→ **Text extract**
▬▬▬▬▬▬
Coordinated Greedy Edge Placement
  • Requires coordination to place each edge
  • Slower but it yields higher quality cuts.
Oblivious Greedy Edge Placement
  • Approximately greed objective without coordination.
  • Faster but it yields lower quality cuts.

The paper talks about performance evaluation and gives promising comparison of Graphlab with other graph databases. It also implements a number of algorithms; Singular Value Decomposition, Non-Negative Matrix Factorization, Stochastic Gradient Descent, Pagerank, Triangle Counting, graph coloring and Latent Dirichlet Allocation.

They recently released a Python wrapper on top of it called GraphLab Create. In the following section, I will be mainly using that.

Why Graphlab Create?

  • Easy to setup, easy to learn, easy to use. If you know Pandas and Python in general, you are good to go at least for Graplab Create.
  • Source code of the Graphlab Powergraph is open source, not graphlab create, though.
▬▬▬▬▬▬
→ **Given material**
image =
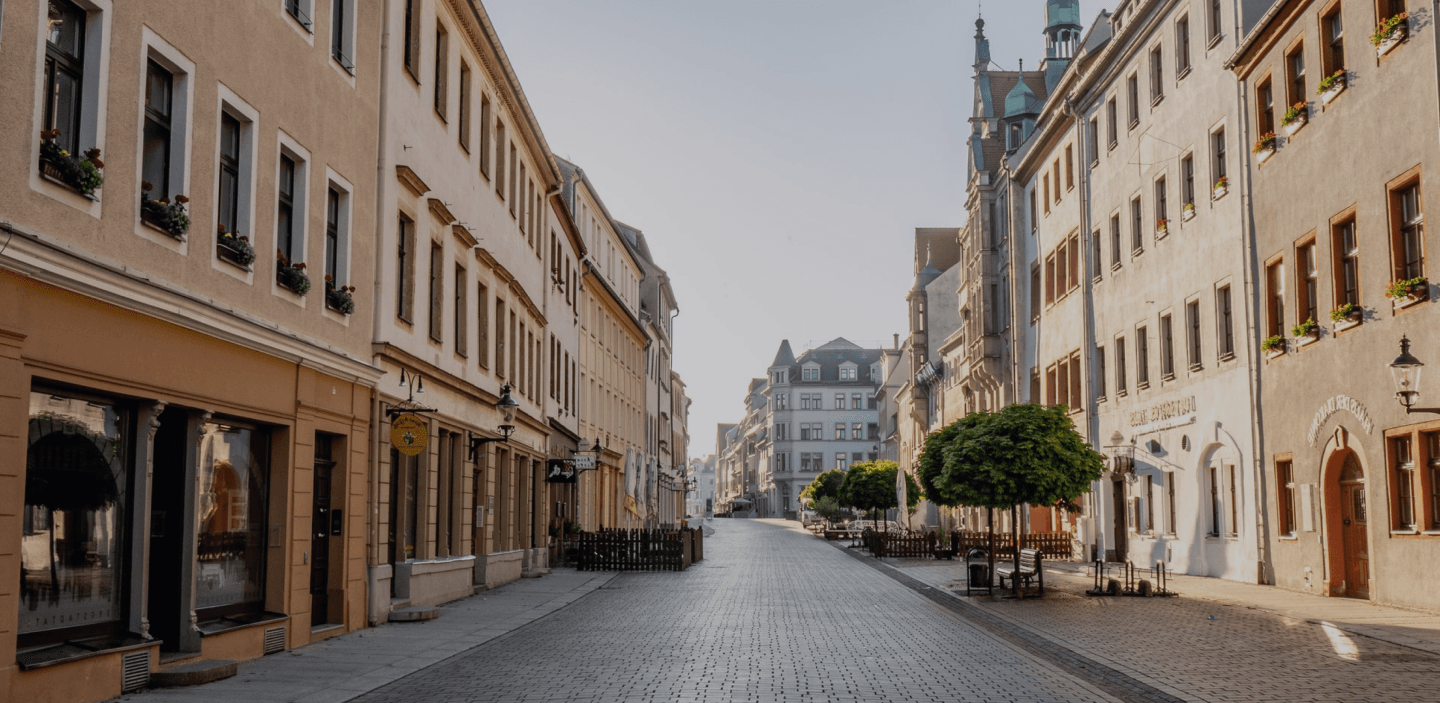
▬▬▬▬▬▬
→ **Task to complete**
Answer these questions on the GraphLab text:
1. Which edge placement method is faster but gives lower quality cuts?
2. What is the Python wrapper released on top of GraphLab called?
3. Whose source code is open source?
Answer from the GraphLab text alone.

→ **Response to this exercise**
1. Oblivious Greedy Edge Placement
2. GraphLab Create
3. Graphlab Powergraph